» **Your tasks**:
1/ Return the part of the parish bulletin message that begins at the words "Please see the" and stops after the words "new role. Congratulations!", copied word for word.
2/ Resume the parish bulletin message, writing on from its last sentence.

» **Passage**:
Please see the information in this bulletin for the retreat Br. Silas Henderson SDS will give here at Pius on Saturday morning, August 24, from 9 to 11 am. You can sign up to attend on our website or by calling the parish office. Please take advantage of this opportunity. This will replace the reflection which had been scheduled for Tuesday evening, August 27th.
I thank Fr. Patric for his continuing service to our community. I hear good things about how well he has adapted to his new role. Congratulations!
On the way to a doctor’s appointment, I went by the parish on Wauwatosa Avenue. I thank our “Garden Angels” for their wonderful work on the flower beds, as well as our maintenance man, Neil Krumenauer, who keeps the grass cut. Our property looks wonderful!
I have received a notice from the diocese that we have not even reached 50% of our parish goal in the stewardship appeal. We use the services provided and we need to support them. Please contribute, if you have not yet done so. There are extra envelopes in the back of church, if you have misplaced your mailing.

» **Extracted data rows**:
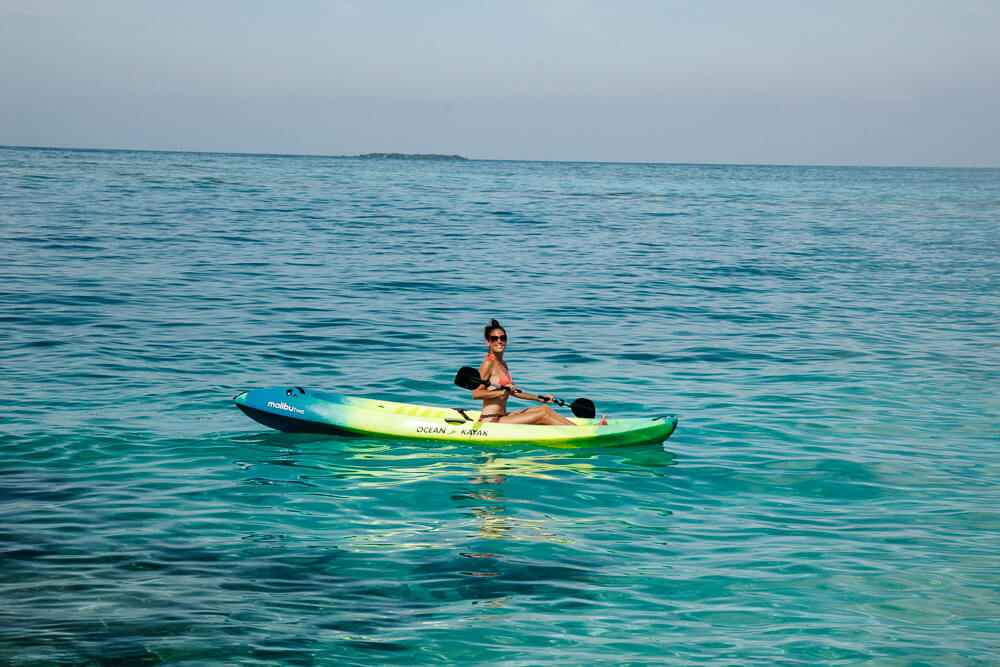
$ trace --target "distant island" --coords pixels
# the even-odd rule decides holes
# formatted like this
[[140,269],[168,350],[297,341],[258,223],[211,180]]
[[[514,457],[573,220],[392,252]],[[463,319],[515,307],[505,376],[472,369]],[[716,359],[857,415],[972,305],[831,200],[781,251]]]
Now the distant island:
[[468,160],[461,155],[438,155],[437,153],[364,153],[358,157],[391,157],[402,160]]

--

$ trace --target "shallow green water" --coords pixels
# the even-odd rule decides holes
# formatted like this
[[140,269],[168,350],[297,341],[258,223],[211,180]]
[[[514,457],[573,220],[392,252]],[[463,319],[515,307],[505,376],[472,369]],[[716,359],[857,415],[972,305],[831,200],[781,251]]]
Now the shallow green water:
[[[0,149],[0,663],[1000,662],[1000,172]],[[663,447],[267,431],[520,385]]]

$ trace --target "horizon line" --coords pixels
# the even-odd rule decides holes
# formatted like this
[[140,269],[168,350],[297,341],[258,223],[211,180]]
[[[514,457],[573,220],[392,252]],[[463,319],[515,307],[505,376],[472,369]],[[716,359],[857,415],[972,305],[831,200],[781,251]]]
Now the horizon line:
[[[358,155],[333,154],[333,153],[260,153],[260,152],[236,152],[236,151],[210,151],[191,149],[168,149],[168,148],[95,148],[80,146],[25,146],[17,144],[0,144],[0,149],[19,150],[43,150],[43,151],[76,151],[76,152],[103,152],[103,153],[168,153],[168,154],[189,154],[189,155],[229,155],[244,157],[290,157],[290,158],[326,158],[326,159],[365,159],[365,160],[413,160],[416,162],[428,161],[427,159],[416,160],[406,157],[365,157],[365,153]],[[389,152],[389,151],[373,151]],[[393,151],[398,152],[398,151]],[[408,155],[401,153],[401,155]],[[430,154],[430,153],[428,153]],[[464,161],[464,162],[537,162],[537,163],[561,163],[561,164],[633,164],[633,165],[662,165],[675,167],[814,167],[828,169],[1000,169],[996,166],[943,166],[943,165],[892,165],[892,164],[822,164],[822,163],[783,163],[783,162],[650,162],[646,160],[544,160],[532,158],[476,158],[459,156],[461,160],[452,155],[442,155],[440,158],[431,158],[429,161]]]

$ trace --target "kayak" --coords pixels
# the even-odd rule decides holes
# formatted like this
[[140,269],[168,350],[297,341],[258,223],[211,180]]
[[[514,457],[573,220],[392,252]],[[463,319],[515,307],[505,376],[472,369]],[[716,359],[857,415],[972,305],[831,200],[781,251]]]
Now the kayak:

* * *

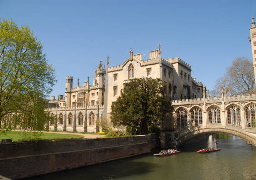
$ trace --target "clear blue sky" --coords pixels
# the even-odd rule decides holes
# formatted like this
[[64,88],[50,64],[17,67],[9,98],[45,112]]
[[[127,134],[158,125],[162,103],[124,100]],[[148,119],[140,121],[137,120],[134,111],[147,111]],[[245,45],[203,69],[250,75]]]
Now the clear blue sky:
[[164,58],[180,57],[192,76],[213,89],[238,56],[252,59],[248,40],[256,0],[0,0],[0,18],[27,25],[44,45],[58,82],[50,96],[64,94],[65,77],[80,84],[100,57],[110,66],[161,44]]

» **Answers to the problems**:
1/
Please see the information in this bulletin for the retreat Br. Silas Henderson SDS will give here at Pius on Saturday morning, August 24, from 9 to 11 am. You can sign up to attend on our website or by calling the parish office. Please take advantage of this opportunity. This will replace the reflection which had been scheduled for Tuesday evening, August 27th.
I thank Fr. Patric for his continuing service to our community. I hear good things about how well he has adapted to his new role. Congratulations!

2/
Our readings continue with a focus on law, this week zeroing in on love of God shown through love of neighbor, especially through the virtue of hospitality.
Hospitality was obligatory for the Jews and Abraham gives an excellent example of true hospitality: he took the initiative, not making the others ask or beg for help; he framed it as they doing him a favor, so as to enable them to feel good about the situation and not beholding; and he gave them the best of what he had, not left over scraps. Most importantly, he sat with them while they ate: he gave of his time and attention.
The Gospel story of Martha and Mary picks up the theme of true hospitality. Martha thought she was being hospitable, preparing food for the guests, etc. But she was not paying attention to her guest. One might ask, whose needs was she fulfilling? Mary, on the other hand, made the guest the center of her attention. Yes, the needs of the guest need to be taken care of, but the guest needs to be the center of attention. It is both…and.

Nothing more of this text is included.